§ **Information shown**
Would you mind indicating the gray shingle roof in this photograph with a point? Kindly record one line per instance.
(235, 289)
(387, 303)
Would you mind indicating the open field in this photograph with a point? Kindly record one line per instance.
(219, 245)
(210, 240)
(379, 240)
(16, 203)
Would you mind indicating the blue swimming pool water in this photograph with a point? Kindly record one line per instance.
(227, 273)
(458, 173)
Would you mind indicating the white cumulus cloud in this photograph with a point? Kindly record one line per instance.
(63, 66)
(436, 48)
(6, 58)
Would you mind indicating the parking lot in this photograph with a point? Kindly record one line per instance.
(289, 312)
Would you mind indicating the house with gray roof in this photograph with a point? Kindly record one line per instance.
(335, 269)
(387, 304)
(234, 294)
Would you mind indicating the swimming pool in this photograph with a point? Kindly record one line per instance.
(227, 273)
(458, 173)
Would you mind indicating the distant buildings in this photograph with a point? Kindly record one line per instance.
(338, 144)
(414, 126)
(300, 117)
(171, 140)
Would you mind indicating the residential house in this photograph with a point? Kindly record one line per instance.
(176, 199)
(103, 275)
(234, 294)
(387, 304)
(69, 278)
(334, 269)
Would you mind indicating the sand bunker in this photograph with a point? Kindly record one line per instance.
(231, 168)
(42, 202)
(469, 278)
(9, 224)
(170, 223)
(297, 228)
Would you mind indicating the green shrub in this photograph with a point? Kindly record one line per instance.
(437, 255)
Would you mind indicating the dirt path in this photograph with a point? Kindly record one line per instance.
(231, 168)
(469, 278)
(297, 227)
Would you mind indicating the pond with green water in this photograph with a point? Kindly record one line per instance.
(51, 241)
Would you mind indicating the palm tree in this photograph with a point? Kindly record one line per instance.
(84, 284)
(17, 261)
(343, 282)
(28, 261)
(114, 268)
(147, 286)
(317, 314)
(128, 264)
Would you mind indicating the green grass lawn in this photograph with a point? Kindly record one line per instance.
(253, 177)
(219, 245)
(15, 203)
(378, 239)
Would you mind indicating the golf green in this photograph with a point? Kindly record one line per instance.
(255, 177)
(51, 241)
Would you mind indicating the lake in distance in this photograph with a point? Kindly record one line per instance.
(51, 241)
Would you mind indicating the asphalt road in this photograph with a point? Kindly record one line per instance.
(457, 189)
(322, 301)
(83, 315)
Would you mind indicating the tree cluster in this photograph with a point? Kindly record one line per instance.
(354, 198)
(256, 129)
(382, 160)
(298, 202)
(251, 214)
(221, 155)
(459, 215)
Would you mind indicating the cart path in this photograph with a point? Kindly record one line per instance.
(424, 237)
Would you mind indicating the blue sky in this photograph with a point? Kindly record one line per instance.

§ **Exercise**
Copy out every row above with "sand bunker" renamed to "sand trap", keeping everything else unchanged.

§ **Exercise answer**
Would you mind indicating the gray shingle roof in this photograph with a point? Kindly record one line per instance.
(235, 289)
(387, 303)
Would you mind indicating the open field in this photograph with a point? Kindly record one line per instance.
(219, 245)
(210, 240)
(379, 240)
(16, 203)
Would you mind indicating the blue swimming pool water in this photograph with a point? Kindly record one line per instance.
(227, 273)
(458, 173)
Would you mind indicating the white cumulus cloud in this photograph with a point? Kindly record one line per instance.
(63, 66)
(436, 48)
(6, 58)
Would you mind indicating the parking lot in this photograph with a point? Kindly record one line per instance.
(289, 312)
Would you mind indicating the house with gray roof in this photograph with a point? Kindly record one line per instance.
(335, 269)
(387, 304)
(234, 294)
Would you mind indicating the swimming pool in this photograph with a point? Kindly record one line per instance.
(227, 273)
(458, 173)
Would you mind indicating the distant buildings in this photograph with a point? Kindly record one line per instance.
(338, 144)
(414, 126)
(300, 117)
(171, 140)
Would you mind indicating the residential house in this photograph with a point? Kindly record one line per instance.
(176, 199)
(103, 275)
(234, 294)
(387, 304)
(69, 278)
(334, 269)
Would you mind indicating the sand trap in this photograph with a point? Kindly record one line per instance.
(231, 168)
(42, 202)
(469, 278)
(9, 224)
(170, 223)
(297, 228)
Would you mind indicating the green shrub in this photograph with a point? Kindly record one line per instance.
(437, 255)
Would you mind indicating the dirt path in this photograph with a point? Kindly record one line per instance.
(231, 168)
(469, 278)
(297, 227)
Would you mind indicating the pond with green water in this photograph with a point? Kindly record one line per instance.
(51, 241)
Would you mind indicating the palm tree in this photograph with a point? Kindly record one line per instance.
(84, 284)
(17, 261)
(343, 282)
(28, 261)
(114, 268)
(147, 286)
(317, 314)
(128, 264)
Would you mind indicating the green grass lawn in this photograph with a point? Kindly record one line per instance.
(253, 177)
(219, 245)
(15, 203)
(378, 239)
Would you mind indicating the golf green in this photograph with a point? Kindly record one line per instance.
(255, 177)
(51, 241)
Would you mind indicating the lake in distance in this photograph with a point? Kindly record one line per instance.
(51, 241)
Would you mind indicating the asphalt road in this photograph with a point? Kindly record one line per instance.
(457, 189)
(322, 301)
(83, 315)
Would you mind indicating the tree cluster in this photograph with a point? Kindly record one line per instance.
(354, 198)
(256, 129)
(382, 160)
(298, 202)
(251, 214)
(221, 155)
(459, 215)
Would you mind indicating the cart path in this photograph with a point? Kindly record one line per instance.
(424, 237)
Would you mind indicating the blue sky in this photograph with a point? Kindly record one line per instance.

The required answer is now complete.